Problem description –
Return the listing below verbatim, starting with its first line and ending with the line that contains "column 311, row 343", inclusive.

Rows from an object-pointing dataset
========

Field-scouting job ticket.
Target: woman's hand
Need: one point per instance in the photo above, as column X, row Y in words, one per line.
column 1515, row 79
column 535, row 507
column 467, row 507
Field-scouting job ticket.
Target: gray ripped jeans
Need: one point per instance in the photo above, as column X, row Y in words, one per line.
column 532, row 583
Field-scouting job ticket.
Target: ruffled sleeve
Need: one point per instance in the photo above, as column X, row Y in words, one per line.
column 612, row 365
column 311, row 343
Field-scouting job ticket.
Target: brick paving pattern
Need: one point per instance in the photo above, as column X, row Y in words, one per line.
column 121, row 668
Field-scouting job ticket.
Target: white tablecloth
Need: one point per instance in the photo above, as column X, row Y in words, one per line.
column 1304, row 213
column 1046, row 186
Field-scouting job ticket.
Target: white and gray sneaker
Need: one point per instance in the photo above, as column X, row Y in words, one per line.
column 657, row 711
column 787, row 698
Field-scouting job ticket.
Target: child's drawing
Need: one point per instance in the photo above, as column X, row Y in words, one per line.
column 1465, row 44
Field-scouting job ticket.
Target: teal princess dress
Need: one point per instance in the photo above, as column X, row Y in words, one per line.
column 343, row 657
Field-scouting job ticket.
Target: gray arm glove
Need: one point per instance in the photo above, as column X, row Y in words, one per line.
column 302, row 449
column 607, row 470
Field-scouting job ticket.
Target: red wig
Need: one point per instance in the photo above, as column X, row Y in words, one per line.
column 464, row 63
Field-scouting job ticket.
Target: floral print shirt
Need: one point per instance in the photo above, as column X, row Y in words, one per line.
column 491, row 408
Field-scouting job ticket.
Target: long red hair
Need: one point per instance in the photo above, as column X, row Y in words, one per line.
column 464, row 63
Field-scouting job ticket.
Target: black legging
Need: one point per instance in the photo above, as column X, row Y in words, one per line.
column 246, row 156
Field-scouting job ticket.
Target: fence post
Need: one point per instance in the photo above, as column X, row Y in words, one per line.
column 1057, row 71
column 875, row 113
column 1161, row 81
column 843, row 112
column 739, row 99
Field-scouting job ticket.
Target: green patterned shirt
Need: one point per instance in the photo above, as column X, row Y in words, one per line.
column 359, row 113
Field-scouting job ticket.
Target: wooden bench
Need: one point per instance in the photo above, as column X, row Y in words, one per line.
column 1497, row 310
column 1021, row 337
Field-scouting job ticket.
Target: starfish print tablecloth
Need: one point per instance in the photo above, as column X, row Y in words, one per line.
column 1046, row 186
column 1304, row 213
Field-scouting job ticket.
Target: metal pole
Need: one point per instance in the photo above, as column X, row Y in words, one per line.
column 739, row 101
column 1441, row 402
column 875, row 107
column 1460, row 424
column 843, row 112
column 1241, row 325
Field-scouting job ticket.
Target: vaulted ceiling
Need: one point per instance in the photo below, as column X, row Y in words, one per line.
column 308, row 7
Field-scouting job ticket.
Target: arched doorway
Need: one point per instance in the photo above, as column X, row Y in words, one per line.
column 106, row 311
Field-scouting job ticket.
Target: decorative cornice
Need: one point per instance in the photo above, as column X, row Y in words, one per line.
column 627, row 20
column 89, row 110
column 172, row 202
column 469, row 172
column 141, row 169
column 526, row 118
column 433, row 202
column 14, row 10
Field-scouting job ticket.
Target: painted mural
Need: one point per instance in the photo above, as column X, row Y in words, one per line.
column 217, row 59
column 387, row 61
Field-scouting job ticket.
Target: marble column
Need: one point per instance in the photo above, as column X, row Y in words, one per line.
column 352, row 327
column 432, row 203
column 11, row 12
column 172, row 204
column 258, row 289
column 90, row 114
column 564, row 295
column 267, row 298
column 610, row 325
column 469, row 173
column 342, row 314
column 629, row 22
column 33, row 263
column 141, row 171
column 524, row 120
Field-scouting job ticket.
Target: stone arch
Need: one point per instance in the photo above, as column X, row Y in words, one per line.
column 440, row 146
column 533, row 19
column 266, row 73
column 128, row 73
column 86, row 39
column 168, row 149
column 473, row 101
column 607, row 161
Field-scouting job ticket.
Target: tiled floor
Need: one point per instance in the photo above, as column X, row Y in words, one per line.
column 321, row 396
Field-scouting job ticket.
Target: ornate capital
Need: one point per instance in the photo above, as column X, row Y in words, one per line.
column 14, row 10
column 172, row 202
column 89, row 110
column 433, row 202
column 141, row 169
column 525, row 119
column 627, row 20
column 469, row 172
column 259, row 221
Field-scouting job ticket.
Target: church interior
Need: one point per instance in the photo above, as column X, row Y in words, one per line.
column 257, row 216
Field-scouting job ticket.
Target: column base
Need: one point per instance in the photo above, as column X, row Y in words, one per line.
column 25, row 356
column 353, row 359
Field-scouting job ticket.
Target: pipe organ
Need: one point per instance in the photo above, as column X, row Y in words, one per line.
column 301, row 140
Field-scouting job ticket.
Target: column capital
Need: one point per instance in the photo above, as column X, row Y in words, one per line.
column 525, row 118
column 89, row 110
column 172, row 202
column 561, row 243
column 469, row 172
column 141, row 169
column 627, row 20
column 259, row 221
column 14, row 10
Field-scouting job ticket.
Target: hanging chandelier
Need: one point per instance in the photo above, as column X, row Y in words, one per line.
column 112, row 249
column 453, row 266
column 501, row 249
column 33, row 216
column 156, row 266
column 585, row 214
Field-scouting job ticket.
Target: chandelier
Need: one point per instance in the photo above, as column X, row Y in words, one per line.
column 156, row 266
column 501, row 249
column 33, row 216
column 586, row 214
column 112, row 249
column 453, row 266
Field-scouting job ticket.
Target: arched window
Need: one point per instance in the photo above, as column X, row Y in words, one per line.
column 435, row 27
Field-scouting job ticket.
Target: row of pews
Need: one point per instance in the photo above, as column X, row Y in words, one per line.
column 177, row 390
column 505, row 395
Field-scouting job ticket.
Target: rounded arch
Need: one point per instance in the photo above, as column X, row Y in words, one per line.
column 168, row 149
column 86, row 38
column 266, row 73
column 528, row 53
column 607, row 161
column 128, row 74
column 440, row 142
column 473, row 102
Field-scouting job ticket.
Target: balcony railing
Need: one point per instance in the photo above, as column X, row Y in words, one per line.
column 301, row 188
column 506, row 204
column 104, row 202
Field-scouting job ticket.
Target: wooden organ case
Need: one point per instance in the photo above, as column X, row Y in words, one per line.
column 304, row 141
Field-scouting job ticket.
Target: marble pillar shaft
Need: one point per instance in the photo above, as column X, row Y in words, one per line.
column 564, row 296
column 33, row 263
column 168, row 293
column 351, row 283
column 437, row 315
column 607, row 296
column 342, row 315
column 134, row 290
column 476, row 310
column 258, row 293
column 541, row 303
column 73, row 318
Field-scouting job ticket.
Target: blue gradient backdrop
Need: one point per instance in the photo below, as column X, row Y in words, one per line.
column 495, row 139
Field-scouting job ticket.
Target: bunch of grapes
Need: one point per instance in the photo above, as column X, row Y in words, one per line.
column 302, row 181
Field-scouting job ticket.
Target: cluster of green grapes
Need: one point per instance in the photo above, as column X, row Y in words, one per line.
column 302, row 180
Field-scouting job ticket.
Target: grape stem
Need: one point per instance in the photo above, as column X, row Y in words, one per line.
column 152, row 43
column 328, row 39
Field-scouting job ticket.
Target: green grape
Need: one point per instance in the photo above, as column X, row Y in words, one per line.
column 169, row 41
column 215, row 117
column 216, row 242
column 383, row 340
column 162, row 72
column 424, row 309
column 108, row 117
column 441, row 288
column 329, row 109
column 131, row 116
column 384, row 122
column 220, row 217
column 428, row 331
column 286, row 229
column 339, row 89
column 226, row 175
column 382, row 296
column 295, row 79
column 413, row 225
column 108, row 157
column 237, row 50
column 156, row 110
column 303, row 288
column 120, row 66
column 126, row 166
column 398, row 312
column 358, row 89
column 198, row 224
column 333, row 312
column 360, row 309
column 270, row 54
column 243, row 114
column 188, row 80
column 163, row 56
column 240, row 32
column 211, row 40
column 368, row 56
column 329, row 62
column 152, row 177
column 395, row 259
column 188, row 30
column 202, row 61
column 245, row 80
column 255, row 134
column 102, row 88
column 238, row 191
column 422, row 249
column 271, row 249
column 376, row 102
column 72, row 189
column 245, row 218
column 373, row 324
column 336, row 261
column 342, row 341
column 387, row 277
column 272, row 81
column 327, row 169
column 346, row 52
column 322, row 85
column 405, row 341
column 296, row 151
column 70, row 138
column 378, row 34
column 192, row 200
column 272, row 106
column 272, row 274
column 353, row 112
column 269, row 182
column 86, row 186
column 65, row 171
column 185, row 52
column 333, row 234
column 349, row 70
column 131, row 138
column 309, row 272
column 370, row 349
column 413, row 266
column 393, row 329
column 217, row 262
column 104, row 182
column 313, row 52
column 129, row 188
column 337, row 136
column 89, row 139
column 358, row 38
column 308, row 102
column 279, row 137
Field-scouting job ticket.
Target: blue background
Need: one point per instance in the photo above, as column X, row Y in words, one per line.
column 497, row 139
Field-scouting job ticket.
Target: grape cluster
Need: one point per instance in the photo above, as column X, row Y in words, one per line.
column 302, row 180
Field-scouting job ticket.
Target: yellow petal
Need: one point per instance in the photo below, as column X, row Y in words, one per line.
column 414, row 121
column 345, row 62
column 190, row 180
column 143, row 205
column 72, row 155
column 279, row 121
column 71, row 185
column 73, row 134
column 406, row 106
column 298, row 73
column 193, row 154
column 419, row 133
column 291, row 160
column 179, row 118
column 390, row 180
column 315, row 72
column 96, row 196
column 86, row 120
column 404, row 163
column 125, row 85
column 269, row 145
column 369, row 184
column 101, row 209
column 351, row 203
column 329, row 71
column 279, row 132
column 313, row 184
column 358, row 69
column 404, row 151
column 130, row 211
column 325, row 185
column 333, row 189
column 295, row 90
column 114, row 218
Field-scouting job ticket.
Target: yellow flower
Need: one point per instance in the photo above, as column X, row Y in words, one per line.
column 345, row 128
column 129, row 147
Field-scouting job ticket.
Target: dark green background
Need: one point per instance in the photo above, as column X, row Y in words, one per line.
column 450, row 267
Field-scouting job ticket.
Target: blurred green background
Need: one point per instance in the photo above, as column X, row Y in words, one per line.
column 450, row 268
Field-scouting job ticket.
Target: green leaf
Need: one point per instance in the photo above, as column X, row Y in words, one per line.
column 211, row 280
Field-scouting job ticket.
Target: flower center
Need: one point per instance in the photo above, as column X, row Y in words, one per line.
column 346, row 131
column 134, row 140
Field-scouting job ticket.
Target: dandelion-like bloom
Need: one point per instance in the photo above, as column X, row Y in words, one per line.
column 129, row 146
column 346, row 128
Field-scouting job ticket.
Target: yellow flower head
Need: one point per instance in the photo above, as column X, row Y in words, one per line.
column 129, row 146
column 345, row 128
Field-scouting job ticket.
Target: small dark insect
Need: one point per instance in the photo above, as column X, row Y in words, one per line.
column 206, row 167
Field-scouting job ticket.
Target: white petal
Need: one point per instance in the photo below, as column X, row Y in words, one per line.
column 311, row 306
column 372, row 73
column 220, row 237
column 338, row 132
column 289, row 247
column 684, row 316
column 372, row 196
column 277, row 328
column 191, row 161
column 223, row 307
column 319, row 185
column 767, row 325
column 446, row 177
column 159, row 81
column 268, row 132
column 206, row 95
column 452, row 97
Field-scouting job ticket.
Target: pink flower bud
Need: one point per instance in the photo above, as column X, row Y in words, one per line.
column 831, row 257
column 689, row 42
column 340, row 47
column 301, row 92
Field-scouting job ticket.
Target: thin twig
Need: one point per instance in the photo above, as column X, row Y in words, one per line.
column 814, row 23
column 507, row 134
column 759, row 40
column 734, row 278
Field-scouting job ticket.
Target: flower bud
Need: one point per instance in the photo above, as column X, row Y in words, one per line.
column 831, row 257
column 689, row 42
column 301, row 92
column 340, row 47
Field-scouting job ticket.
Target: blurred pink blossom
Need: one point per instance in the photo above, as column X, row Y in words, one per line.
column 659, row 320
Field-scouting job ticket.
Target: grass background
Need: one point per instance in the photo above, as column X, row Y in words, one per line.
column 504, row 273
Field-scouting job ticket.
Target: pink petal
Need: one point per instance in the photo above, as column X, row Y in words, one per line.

========

Exercise output –
Field-scouting job ticket.
Target: woman's hand
Need: one point per instance in the photo above, as column X, row Y in words, one per line.
column 1515, row 79
column 535, row 507
column 467, row 507
Field-scouting job ticket.
Target: gray ripped jeans
Need: one point per instance in the photo above, as column X, row Y in words, one per line.
column 532, row 583
Field-scouting job ticket.
Target: ruffled sleeve
Need: one point per instance in the photo above, as column X, row Y in words, one per line.
column 612, row 365
column 311, row 343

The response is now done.